*Data entries*.
◇ ◇ ◇ ◇ ◇ ◇ ◇
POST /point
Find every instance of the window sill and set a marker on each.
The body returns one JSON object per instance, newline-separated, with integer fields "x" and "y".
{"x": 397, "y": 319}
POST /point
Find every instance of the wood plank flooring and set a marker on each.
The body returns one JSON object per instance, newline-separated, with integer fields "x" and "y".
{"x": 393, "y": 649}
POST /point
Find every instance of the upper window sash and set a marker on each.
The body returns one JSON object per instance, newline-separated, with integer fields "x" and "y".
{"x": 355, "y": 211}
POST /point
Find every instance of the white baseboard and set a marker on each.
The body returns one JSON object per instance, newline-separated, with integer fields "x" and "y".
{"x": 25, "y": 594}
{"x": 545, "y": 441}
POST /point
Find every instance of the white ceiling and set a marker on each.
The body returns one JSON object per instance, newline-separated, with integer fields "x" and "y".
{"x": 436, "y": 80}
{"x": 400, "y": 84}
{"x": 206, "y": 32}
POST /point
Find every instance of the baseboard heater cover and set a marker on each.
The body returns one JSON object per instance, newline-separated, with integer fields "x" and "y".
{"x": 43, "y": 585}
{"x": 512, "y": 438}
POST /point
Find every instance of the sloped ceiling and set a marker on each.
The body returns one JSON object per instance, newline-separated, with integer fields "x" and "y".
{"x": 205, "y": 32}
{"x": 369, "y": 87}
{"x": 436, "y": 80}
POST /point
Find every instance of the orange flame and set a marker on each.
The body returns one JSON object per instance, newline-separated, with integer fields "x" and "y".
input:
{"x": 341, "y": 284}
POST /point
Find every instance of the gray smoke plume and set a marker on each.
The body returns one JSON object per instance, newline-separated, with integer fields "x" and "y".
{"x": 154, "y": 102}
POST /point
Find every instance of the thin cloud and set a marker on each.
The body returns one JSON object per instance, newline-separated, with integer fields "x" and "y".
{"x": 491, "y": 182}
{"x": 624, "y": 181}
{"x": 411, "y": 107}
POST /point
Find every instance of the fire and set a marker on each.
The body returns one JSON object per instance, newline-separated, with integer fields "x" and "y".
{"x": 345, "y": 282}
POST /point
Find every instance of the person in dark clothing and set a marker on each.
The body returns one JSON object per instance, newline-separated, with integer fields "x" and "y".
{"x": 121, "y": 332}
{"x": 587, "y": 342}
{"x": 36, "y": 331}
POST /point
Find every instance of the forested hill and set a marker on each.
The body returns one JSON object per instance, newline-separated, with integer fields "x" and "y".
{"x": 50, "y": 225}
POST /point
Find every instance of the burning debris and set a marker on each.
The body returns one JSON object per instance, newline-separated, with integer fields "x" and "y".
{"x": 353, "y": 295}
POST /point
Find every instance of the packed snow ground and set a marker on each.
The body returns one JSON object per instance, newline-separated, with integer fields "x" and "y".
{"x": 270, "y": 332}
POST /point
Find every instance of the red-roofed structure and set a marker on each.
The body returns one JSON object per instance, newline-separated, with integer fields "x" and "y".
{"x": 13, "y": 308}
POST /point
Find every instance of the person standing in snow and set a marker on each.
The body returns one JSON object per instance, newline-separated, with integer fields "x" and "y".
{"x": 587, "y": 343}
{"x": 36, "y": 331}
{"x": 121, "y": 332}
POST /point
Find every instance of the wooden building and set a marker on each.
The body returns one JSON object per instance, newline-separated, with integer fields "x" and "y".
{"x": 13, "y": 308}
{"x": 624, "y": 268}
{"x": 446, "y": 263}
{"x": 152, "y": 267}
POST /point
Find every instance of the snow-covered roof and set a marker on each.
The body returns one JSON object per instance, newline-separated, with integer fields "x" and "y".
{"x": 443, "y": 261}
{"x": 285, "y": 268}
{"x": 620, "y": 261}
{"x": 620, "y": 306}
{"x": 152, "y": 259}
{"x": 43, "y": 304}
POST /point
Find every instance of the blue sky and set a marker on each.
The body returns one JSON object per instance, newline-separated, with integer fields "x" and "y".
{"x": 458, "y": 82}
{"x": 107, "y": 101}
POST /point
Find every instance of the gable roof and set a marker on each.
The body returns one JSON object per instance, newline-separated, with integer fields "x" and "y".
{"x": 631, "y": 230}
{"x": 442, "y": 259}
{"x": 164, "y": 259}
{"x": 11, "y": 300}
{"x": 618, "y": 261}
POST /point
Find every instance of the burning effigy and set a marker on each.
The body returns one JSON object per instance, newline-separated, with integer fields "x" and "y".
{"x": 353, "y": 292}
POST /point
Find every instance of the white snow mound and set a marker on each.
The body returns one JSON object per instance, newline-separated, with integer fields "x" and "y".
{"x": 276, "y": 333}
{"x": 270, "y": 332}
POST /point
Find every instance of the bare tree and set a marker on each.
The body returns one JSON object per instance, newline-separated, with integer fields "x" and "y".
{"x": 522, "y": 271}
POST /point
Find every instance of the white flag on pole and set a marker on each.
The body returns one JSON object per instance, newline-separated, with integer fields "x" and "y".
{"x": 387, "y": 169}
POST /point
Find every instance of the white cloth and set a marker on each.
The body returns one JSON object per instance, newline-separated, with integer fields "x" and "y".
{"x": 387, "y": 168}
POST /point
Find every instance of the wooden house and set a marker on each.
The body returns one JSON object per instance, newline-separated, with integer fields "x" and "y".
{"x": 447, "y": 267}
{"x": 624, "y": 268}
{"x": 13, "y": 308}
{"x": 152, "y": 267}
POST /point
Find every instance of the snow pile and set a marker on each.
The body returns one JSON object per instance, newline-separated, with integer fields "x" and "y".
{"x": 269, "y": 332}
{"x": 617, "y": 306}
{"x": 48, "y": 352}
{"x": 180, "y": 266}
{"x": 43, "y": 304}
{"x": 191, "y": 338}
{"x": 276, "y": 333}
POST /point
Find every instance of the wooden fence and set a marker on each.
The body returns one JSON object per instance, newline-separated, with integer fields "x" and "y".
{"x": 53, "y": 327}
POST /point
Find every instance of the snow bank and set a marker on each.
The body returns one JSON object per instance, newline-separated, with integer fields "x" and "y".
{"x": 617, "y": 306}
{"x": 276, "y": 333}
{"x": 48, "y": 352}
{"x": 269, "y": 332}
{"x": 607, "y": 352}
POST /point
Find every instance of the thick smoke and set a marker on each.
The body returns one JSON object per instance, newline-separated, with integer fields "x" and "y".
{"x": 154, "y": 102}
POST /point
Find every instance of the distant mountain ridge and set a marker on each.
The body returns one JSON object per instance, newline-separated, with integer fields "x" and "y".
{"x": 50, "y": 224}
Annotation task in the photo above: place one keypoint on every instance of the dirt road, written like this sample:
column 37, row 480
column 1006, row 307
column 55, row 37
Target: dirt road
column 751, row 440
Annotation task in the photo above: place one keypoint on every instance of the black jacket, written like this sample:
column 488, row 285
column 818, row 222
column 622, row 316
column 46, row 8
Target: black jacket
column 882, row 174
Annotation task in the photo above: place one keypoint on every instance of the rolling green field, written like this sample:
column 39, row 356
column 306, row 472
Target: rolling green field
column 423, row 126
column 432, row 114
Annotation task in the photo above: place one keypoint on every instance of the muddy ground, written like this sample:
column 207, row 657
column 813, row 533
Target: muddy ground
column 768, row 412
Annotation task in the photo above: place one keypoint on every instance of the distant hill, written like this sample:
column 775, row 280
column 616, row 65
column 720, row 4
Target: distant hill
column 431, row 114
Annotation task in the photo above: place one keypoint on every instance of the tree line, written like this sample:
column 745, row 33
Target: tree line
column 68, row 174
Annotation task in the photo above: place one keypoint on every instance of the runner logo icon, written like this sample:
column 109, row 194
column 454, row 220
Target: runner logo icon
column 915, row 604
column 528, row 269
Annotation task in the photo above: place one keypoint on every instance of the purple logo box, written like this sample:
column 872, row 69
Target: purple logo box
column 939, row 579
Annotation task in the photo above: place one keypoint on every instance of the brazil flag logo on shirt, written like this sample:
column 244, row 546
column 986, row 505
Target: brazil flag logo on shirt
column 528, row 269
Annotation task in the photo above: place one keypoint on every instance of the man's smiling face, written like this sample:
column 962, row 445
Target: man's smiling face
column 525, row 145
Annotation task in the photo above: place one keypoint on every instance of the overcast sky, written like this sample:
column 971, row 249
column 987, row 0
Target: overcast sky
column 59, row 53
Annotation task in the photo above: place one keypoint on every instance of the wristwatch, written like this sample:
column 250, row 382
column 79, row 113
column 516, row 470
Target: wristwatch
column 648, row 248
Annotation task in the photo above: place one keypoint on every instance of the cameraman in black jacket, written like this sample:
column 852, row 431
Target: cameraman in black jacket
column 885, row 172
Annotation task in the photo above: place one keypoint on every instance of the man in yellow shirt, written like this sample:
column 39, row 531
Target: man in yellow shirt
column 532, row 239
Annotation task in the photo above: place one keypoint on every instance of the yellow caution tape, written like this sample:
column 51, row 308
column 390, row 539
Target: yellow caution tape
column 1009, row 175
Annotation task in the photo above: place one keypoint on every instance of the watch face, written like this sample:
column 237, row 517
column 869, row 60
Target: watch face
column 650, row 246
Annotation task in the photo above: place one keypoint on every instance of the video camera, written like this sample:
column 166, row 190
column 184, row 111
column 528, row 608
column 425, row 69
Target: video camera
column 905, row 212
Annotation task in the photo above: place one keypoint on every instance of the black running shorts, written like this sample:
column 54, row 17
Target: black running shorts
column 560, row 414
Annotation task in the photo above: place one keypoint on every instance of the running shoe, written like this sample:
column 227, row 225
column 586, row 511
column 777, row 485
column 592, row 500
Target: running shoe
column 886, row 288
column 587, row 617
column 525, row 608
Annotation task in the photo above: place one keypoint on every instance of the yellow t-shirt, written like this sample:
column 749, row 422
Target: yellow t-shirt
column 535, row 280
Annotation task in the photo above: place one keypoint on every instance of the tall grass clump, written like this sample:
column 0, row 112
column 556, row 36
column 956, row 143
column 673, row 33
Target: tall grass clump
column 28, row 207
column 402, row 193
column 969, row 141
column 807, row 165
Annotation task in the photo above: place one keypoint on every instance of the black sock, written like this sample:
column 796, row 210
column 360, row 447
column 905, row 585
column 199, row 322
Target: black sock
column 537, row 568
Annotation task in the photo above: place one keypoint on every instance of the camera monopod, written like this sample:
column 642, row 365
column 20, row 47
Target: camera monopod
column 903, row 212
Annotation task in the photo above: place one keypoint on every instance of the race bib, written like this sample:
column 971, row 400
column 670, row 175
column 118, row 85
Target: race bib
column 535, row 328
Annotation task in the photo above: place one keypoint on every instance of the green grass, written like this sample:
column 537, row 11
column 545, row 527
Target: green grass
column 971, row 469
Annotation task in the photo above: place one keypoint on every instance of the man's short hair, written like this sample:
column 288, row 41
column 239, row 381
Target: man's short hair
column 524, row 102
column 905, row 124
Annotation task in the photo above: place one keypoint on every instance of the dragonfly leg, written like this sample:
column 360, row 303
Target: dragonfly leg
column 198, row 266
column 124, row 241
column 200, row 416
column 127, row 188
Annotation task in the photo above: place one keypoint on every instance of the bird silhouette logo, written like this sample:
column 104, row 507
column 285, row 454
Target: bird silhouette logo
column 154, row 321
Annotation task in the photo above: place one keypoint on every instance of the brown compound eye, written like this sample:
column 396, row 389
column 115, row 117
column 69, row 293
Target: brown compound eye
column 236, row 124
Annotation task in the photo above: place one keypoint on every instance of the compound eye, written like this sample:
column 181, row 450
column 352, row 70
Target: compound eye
◇ ◇ ◇ ◇ ◇ ◇ ◇
*Set task*. Beginning at the line containing "of the race", repeat each line exactly through the last line of the entries, and include no other lines.

*Answer below*.
Annotation task in the photo above: place one keypoint on every instance of the race bib, written like this sample:
column 971, row 400
column 670, row 175
column 118, row 85
Target: race bib
column 535, row 328
Annotation task in the photo above: place one keypoint on every instance of the green grass, written like this sample:
column 537, row 11
column 545, row 527
Target: green grass
column 971, row 469
Annotation task in the photo above: place one keypoint on every instance of the man's short hair, written like this sample:
column 288, row 41
column 239, row 381
Target: man's short hair
column 524, row 102
column 905, row 124
Annotation task in the photo above: place one keypoint on every instance of the dragonfly leg, written like this sample:
column 360, row 303
Target: dragonfly leg
column 198, row 266
column 124, row 241
column 200, row 416
column 127, row 188
Annotation task in the photo above: place one keypoint on every instance of the bird silhouette logo, written like this sample:
column 104, row 507
column 285, row 454
Target: bird silhouette logo
column 154, row 321
Annotation task in the photo above: place one keypoint on every instance of the brown compound eye, written like this sample:
column 396, row 389
column 115, row 117
column 69, row 293
Target: brown compound eye
column 236, row 124
Annotation task in the photo above: place one keypoint on every instance of the compound eye, written like this sample:
column 181, row 450
column 352, row 70
Target: compound eye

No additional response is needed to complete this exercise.